**WHAT YOU ARE ASKED TO DO:**
Every line in the entries that holds "item" should be identified and copied.
==================================================
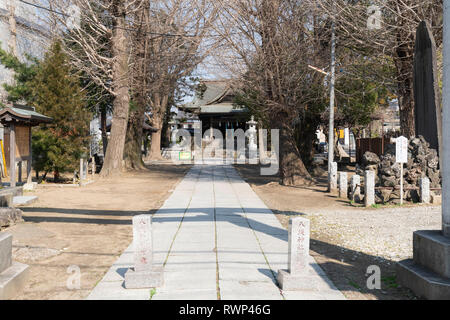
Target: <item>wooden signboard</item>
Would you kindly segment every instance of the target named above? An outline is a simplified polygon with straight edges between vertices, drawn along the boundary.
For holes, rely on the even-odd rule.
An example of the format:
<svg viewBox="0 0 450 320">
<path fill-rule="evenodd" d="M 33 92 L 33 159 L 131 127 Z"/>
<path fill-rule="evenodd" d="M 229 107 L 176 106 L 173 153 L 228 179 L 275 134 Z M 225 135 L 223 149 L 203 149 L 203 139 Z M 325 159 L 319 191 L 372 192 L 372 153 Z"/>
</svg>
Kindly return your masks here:
<svg viewBox="0 0 450 320">
<path fill-rule="evenodd" d="M 5 128 L 4 132 L 4 147 L 6 166 L 9 168 L 10 162 L 10 131 Z M 31 139 L 31 127 L 29 126 L 16 126 L 16 159 L 18 161 L 27 160 L 31 155 L 30 139 Z"/>
<path fill-rule="evenodd" d="M 398 137 L 395 140 L 396 153 L 395 160 L 400 164 L 400 204 L 403 205 L 403 164 L 408 162 L 408 139 Z"/>
</svg>

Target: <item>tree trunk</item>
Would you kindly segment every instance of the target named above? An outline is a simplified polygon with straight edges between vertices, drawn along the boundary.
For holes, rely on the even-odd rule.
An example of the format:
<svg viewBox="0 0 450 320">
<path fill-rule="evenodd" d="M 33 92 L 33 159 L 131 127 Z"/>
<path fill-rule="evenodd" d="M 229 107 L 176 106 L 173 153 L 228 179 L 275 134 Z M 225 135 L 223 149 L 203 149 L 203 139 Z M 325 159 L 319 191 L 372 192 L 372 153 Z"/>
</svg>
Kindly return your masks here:
<svg viewBox="0 0 450 320">
<path fill-rule="evenodd" d="M 102 131 L 103 155 L 106 155 L 106 149 L 108 148 L 108 132 L 106 130 L 106 107 L 102 108 L 100 113 L 100 127 Z"/>
<path fill-rule="evenodd" d="M 114 31 L 112 38 L 114 113 L 111 136 L 106 150 L 105 161 L 100 173 L 102 177 L 119 174 L 123 168 L 125 136 L 127 133 L 128 111 L 130 106 L 128 79 L 128 37 L 126 35 L 125 12 L 122 1 L 113 3 Z"/>
<path fill-rule="evenodd" d="M 130 116 L 130 121 L 128 121 L 125 143 L 125 167 L 127 169 L 140 170 L 145 168 L 142 161 L 143 122 L 143 112 L 135 112 L 133 116 Z"/>
<path fill-rule="evenodd" d="M 259 124 L 259 129 L 258 129 L 258 150 L 259 150 L 259 161 L 261 163 L 265 163 L 267 161 L 267 140 L 264 141 L 264 128 L 263 128 L 263 124 L 260 121 Z M 267 135 L 267 132 L 266 132 Z M 266 143 L 264 143 L 266 142 Z"/>
<path fill-rule="evenodd" d="M 319 121 L 317 120 L 312 117 L 307 117 L 300 121 L 297 128 L 297 147 L 300 151 L 300 157 L 307 168 L 311 168 L 314 160 L 314 141 L 319 125 Z"/>
<path fill-rule="evenodd" d="M 396 49 L 395 66 L 397 69 L 401 133 L 409 139 L 416 135 L 413 79 L 414 46 L 406 43 L 406 37 L 406 34 L 399 32 L 398 42 L 400 45 Z M 414 43 L 414 41 L 411 43 Z"/>
<path fill-rule="evenodd" d="M 144 82 L 145 84 L 145 82 Z M 127 169 L 144 169 L 142 161 L 142 142 L 144 130 L 142 128 L 145 118 L 145 94 L 138 91 L 133 98 L 132 111 L 128 120 L 127 136 L 125 142 L 125 166 Z"/>
<path fill-rule="evenodd" d="M 416 135 L 413 90 L 412 79 L 405 79 L 398 84 L 401 133 L 408 139 Z"/>
<path fill-rule="evenodd" d="M 157 129 L 156 132 L 152 132 L 152 142 L 150 146 L 149 158 L 152 160 L 162 160 L 161 156 L 161 132 L 162 132 L 162 119 L 159 114 L 153 115 L 153 128 Z"/>
<path fill-rule="evenodd" d="M 152 127 L 157 131 L 152 133 L 152 145 L 150 147 L 150 156 L 152 160 L 162 160 L 161 156 L 161 134 L 163 128 L 163 119 L 167 112 L 169 96 L 160 93 L 154 94 Z"/>
<path fill-rule="evenodd" d="M 279 117 L 278 119 L 283 119 Z M 288 122 L 288 121 L 286 121 Z M 311 175 L 300 156 L 295 140 L 295 129 L 286 122 L 280 122 L 280 177 L 281 184 L 297 186 L 311 183 Z"/>
</svg>

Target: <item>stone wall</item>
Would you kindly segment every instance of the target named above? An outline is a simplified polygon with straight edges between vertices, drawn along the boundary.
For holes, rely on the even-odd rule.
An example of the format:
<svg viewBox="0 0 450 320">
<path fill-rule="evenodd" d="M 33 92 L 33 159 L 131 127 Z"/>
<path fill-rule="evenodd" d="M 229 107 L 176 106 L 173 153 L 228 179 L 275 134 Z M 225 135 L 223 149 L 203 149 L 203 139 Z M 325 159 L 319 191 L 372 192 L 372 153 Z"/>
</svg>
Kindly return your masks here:
<svg viewBox="0 0 450 320">
<path fill-rule="evenodd" d="M 365 170 L 375 171 L 376 190 L 375 200 L 377 203 L 398 203 L 400 190 L 400 164 L 395 162 L 395 144 L 386 148 L 381 157 L 371 152 L 366 152 L 362 164 L 357 165 L 356 174 L 364 176 Z M 439 170 L 439 157 L 435 149 L 430 148 L 428 142 L 422 136 L 413 138 L 408 146 L 408 163 L 404 165 L 404 199 L 412 202 L 420 201 L 419 183 L 420 178 L 428 177 L 431 188 L 441 187 L 441 174 Z M 417 190 L 407 190 L 417 188 Z M 440 194 L 439 191 L 434 193 Z"/>
</svg>

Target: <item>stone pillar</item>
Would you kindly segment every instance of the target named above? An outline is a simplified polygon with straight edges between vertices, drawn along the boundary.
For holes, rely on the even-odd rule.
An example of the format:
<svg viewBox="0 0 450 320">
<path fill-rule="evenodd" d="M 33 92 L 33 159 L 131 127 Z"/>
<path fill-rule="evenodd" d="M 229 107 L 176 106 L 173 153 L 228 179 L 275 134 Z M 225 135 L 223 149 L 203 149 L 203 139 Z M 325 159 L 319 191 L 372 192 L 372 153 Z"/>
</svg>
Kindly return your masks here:
<svg viewBox="0 0 450 320">
<path fill-rule="evenodd" d="M 152 216 L 133 217 L 134 270 L 125 274 L 127 289 L 155 288 L 163 284 L 163 270 L 153 265 Z"/>
<path fill-rule="evenodd" d="M 83 158 L 81 158 L 80 159 L 80 181 L 83 180 L 83 176 L 84 176 L 83 170 L 84 170 L 84 164 L 83 164 Z"/>
<path fill-rule="evenodd" d="M 251 120 L 247 122 L 249 125 L 249 129 L 247 130 L 248 135 L 248 158 L 250 161 L 250 164 L 256 164 L 257 157 L 258 157 L 258 145 L 256 144 L 257 141 L 257 131 L 256 131 L 256 125 L 258 124 L 255 121 L 255 118 L 252 116 Z"/>
<path fill-rule="evenodd" d="M 442 232 L 450 238 L 450 4 L 444 1 L 444 84 L 442 89 Z"/>
<path fill-rule="evenodd" d="M 413 259 L 397 264 L 398 283 L 431 300 L 450 300 L 450 1 L 444 1 L 443 39 L 442 231 L 414 232 Z"/>
<path fill-rule="evenodd" d="M 428 177 L 420 179 L 420 201 L 430 203 L 430 179 Z"/>
<path fill-rule="evenodd" d="M 282 290 L 314 290 L 316 283 L 309 274 L 310 222 L 305 218 L 289 221 L 288 270 L 278 270 Z"/>
<path fill-rule="evenodd" d="M 348 199 L 347 172 L 339 172 L 339 198 Z"/>
<path fill-rule="evenodd" d="M 351 191 L 351 200 L 359 201 L 361 200 L 361 176 L 354 174 L 352 176 L 352 191 Z"/>
<path fill-rule="evenodd" d="M 83 180 L 87 180 L 88 178 L 88 161 L 87 159 L 83 159 Z"/>
<path fill-rule="evenodd" d="M 367 170 L 364 176 L 364 204 L 370 207 L 375 204 L 375 171 Z"/>
<path fill-rule="evenodd" d="M 177 145 L 177 133 L 178 133 L 178 126 L 175 121 L 169 122 L 170 124 L 170 148 L 173 148 Z"/>
<path fill-rule="evenodd" d="M 15 262 L 12 256 L 12 235 L 0 233 L 0 300 L 17 296 L 29 278 L 28 265 Z"/>
<path fill-rule="evenodd" d="M 337 169 L 336 162 L 332 162 L 330 166 L 330 173 L 328 176 L 328 192 L 334 193 L 337 190 Z"/>
<path fill-rule="evenodd" d="M 92 178 L 94 178 L 95 177 L 95 171 L 96 171 L 96 165 L 95 165 L 95 157 L 92 157 L 92 163 L 91 163 L 91 165 L 92 165 Z"/>
</svg>

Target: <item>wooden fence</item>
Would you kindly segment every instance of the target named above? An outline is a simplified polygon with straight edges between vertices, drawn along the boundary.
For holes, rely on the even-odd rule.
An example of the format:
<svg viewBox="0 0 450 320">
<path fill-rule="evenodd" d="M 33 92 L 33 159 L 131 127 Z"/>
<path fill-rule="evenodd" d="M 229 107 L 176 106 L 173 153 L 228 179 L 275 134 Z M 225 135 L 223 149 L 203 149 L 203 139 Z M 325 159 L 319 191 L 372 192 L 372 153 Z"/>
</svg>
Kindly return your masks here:
<svg viewBox="0 0 450 320">
<path fill-rule="evenodd" d="M 356 162 L 361 163 L 364 153 L 367 151 L 377 156 L 384 154 L 386 147 L 390 144 L 390 138 L 360 138 L 356 139 Z"/>
</svg>

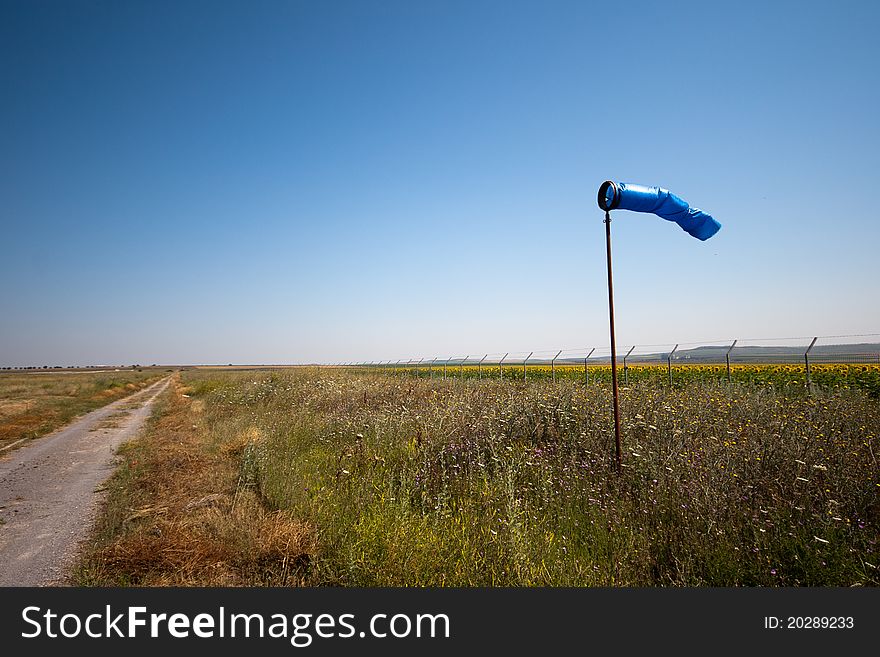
==================================================
**RESPONSE TO THIS TASK:**
Target: <item>wooden signboard</item>
Target: <item>tree trunk</item>
Target: <item>stone wall</item>
Target: <item>stone pillar</item>
Target: <item>wooden fence</item>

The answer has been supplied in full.